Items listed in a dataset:
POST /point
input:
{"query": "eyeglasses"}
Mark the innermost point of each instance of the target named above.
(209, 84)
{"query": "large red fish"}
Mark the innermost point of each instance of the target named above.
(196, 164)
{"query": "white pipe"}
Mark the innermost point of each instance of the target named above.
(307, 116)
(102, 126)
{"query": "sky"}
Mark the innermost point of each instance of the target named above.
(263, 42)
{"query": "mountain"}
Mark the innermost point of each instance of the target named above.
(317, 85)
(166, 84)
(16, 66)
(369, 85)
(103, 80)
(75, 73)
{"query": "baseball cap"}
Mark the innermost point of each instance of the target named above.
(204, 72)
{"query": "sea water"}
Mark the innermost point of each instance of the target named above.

Activity: Pull out all lines of the data with the string "query".

Response to the exercise:
{"query": "eyeglasses"}
{"query": "large red fish"}
{"query": "white pipe"}
{"query": "sky"}
{"query": "mountain"}
{"query": "baseball cap"}
{"query": "sea water"}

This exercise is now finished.